(Referring expression data)
<<<<
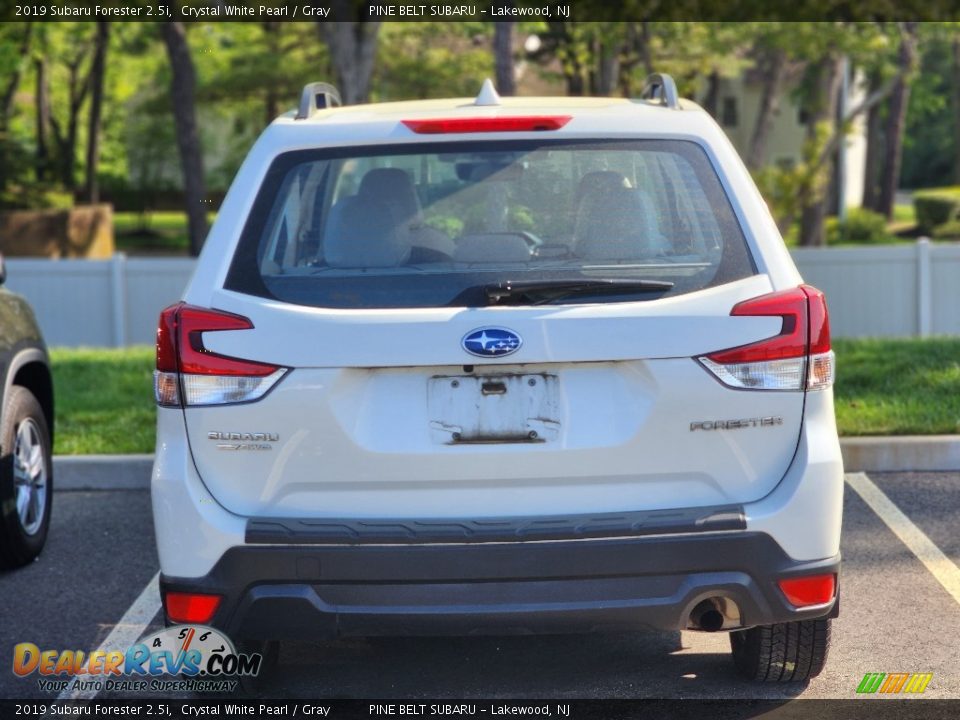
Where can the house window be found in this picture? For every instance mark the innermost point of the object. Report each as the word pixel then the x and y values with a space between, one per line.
pixel 728 115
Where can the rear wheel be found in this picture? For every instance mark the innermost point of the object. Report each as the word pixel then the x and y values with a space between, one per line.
pixel 785 652
pixel 26 479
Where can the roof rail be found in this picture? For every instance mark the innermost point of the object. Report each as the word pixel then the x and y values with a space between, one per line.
pixel 661 86
pixel 315 97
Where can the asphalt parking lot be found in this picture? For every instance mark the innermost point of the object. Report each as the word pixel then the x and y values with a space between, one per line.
pixel 897 616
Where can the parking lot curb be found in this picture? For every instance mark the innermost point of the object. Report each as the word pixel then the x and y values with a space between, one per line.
pixel 907 453
pixel 102 472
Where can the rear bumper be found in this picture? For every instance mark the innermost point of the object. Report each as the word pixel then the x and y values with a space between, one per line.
pixel 323 591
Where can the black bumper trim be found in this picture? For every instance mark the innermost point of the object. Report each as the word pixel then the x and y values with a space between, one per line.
pixel 319 592
pixel 324 531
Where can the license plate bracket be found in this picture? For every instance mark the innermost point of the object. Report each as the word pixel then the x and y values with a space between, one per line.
pixel 501 408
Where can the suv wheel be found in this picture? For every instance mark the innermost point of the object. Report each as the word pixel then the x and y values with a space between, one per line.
pixel 785 652
pixel 26 479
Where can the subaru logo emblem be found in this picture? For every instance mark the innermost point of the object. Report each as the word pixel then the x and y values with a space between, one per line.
pixel 491 342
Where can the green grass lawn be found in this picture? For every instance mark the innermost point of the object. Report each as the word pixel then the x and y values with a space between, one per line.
pixel 153 232
pixel 105 404
pixel 898 387
pixel 104 401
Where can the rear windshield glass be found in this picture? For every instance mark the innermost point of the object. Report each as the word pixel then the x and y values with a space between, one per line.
pixel 440 224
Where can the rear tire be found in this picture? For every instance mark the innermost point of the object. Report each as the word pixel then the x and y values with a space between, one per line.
pixel 785 652
pixel 26 479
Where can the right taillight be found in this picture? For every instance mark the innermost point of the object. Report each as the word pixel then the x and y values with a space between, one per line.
pixel 189 374
pixel 797 358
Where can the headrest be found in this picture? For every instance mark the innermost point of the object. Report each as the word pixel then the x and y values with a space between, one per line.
pixel 362 234
pixel 393 186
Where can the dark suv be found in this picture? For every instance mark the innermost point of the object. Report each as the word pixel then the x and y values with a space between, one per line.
pixel 26 432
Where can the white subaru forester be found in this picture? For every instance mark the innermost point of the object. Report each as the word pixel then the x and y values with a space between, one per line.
pixel 500 365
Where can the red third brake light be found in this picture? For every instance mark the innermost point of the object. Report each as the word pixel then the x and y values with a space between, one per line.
pixel 811 590
pixel 191 607
pixel 519 123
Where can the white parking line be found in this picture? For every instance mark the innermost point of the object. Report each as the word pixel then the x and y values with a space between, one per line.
pixel 126 632
pixel 939 565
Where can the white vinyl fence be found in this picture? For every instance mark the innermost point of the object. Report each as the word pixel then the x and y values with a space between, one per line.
pixel 99 303
pixel 887 291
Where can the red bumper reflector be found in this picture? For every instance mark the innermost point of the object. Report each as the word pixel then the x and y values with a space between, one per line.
pixel 191 607
pixel 810 590
pixel 522 123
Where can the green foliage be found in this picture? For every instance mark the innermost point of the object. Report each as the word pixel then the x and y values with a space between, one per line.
pixel 929 151
pixel 860 227
pixel 432 60
pixel 936 207
pixel 947 231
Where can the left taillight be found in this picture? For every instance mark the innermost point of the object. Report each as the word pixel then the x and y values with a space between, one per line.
pixel 797 358
pixel 188 374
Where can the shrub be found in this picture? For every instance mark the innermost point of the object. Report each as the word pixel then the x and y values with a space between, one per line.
pixel 947 231
pixel 861 227
pixel 936 206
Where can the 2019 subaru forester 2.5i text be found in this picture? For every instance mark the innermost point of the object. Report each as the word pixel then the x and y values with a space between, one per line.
pixel 500 365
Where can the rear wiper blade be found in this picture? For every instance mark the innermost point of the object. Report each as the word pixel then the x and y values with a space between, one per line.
pixel 544 291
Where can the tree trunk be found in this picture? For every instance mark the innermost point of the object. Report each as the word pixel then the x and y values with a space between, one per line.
pixel 874 159
pixel 91 190
pixel 503 57
pixel 897 120
pixel 823 109
pixel 711 101
pixel 955 94
pixel 271 103
pixel 353 49
pixel 183 94
pixel 43 121
pixel 774 72
pixel 608 66
pixel 10 91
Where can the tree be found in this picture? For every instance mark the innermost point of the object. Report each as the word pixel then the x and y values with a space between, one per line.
pixel 874 155
pixel 183 94
pixel 896 118
pixel 72 45
pixel 955 101
pixel 13 55
pixel 353 49
pixel 503 57
pixel 822 112
pixel 91 189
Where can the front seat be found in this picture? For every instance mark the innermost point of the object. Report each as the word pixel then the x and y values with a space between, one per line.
pixel 394 187
pixel 364 234
pixel 614 221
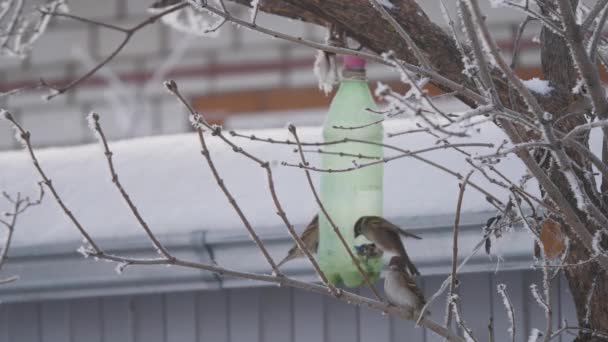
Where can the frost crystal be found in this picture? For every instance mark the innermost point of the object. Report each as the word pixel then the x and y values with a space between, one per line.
pixel 538 86
pixel 120 267
pixel 191 20
pixel 502 290
pixel 386 3
pixel 534 335
pixel 83 251
pixel 326 70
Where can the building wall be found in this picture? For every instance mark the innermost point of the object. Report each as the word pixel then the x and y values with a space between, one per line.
pixel 272 314
pixel 237 59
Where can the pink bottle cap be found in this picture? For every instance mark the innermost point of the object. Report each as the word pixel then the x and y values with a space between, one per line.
pixel 354 62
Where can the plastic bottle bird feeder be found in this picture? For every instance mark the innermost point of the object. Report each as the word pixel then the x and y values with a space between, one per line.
pixel 350 195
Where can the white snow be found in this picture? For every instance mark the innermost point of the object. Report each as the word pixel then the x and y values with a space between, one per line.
pixel 174 190
pixel 538 86
pixel 386 3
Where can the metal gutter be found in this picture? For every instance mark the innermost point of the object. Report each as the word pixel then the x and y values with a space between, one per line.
pixel 56 271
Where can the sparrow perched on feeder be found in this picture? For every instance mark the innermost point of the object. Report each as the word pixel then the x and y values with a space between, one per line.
pixel 368 250
pixel 401 289
pixel 310 237
pixel 386 236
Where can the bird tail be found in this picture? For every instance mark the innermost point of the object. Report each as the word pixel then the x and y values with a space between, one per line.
pixel 405 233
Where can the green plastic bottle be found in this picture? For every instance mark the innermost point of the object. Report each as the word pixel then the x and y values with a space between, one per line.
pixel 350 195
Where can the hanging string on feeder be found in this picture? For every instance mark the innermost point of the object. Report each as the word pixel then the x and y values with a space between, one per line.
pixel 326 67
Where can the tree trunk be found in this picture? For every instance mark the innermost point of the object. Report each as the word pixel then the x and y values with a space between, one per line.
pixel 360 21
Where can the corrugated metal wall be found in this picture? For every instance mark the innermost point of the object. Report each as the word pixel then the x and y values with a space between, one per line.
pixel 271 314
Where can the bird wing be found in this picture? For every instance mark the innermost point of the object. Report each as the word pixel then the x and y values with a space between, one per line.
pixel 400 230
pixel 310 237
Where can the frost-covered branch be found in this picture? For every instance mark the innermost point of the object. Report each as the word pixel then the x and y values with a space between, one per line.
pixel 450 303
pixel 9 221
pixel 217 131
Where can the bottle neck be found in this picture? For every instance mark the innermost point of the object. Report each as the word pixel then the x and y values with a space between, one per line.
pixel 353 74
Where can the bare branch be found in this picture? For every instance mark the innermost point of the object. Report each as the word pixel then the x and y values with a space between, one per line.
pixel 95 126
pixel 25 139
pixel 462 186
pixel 20 205
pixel 172 87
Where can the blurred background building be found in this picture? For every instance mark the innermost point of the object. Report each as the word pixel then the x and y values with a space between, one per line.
pixel 239 78
pixel 244 80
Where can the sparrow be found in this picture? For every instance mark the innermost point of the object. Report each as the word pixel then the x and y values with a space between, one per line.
pixel 401 289
pixel 368 250
pixel 310 237
pixel 386 236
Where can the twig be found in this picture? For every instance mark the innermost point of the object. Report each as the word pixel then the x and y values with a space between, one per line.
pixel 361 126
pixel 424 62
pixel 292 130
pixel 502 291
pixel 172 87
pixel 341 154
pixel 345 296
pixel 25 139
pixel 458 315
pixel 96 127
pixel 387 159
pixel 597 8
pixel 493 199
pixel 20 205
pixel 552 190
pixel 462 186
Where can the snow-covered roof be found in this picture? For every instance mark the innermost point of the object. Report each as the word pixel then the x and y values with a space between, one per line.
pixel 172 186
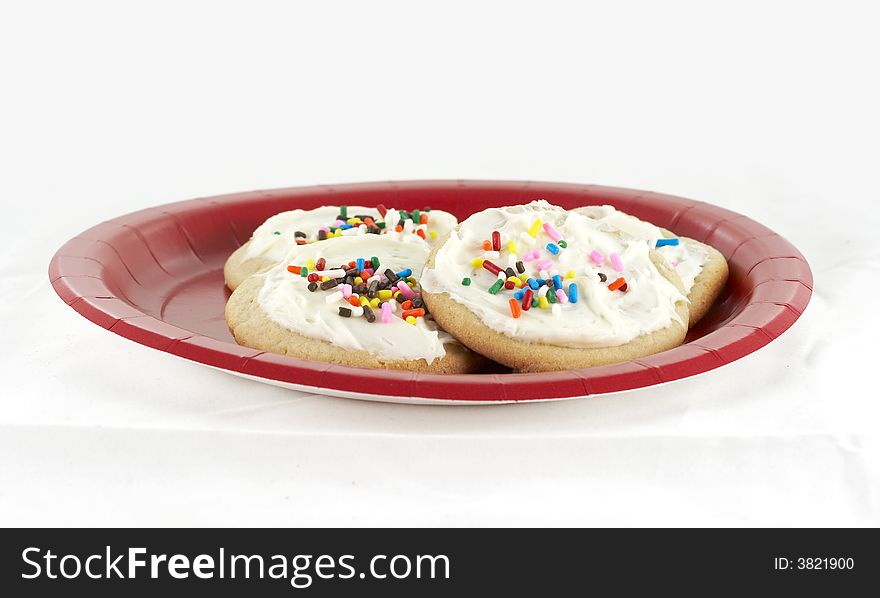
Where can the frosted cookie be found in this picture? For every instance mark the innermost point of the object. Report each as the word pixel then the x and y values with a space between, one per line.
pixel 353 301
pixel 539 288
pixel 274 239
pixel 702 268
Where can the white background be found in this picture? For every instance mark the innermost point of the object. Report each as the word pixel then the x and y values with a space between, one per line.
pixel 767 108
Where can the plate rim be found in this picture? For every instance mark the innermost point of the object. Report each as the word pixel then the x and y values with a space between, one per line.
pixel 79 282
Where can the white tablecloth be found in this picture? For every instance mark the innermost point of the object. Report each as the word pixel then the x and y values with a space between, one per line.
pixel 96 430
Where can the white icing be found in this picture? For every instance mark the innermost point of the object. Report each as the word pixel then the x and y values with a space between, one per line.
pixel 286 300
pixel 600 318
pixel 687 258
pixel 265 243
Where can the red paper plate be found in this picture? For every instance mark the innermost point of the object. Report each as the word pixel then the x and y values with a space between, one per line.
pixel 156 277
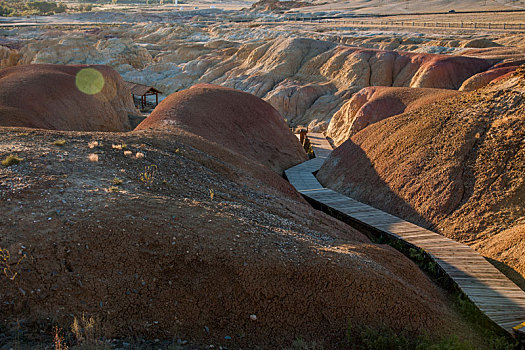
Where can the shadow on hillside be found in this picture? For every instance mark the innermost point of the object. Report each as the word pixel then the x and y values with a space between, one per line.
pixel 508 271
pixel 376 192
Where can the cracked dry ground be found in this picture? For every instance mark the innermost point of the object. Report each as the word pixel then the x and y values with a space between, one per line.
pixel 165 258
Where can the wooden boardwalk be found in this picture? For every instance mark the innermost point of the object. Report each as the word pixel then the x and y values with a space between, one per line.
pixel 491 291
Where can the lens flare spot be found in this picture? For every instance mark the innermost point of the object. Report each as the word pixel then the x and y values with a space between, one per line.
pixel 90 81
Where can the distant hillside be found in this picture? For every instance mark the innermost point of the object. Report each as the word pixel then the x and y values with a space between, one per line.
pixel 412 6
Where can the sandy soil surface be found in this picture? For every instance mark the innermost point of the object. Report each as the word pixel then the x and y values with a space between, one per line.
pixel 190 243
pixel 455 166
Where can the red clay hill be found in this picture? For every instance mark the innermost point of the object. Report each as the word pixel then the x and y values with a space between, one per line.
pixel 373 104
pixel 162 258
pixel 237 120
pixel 49 97
pixel 455 166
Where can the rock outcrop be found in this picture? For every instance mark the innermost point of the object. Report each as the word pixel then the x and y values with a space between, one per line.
pixel 237 120
pixel 51 97
pixel 481 79
pixel 373 104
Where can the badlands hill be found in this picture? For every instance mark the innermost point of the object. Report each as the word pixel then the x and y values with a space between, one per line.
pixel 455 166
pixel 80 97
pixel 166 234
pixel 234 119
pixel 373 104
pixel 406 7
pixel 307 76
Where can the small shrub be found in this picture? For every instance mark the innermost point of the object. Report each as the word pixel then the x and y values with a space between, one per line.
pixel 148 176
pixel 93 144
pixel 7 266
pixel 11 160
pixel 86 332
pixel 121 146
pixel 93 157
pixel 60 142
pixel 58 340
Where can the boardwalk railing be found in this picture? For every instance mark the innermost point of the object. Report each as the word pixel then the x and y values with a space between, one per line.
pixel 491 291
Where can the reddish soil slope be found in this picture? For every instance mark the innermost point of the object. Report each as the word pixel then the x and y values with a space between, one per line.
pixel 373 104
pixel 160 257
pixel 234 119
pixel 481 79
pixel 47 97
pixel 455 166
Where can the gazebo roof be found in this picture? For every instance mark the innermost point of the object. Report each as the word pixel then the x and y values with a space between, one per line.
pixel 140 89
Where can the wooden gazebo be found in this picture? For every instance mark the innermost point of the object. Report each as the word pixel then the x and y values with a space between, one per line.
pixel 143 91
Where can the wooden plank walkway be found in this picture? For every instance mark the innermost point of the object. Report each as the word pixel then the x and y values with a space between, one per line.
pixel 490 290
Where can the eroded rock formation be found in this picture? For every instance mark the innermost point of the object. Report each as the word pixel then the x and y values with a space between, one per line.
pixel 373 104
pixel 50 97
pixel 234 119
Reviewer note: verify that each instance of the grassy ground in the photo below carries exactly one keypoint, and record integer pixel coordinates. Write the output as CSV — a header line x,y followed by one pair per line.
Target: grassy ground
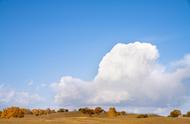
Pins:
x,y
78,118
>>>>
### Work item
Whenever a line of the entries contains the string "grassy", copy that line.

### Problem solution
Reviewer note: verify that each instance of the grassy ground in the photo below carries exactly one keypoint, and record integer pixel coordinates. Write the output as CSV — a header line x,y followed by one pair per line.
Target: grassy ground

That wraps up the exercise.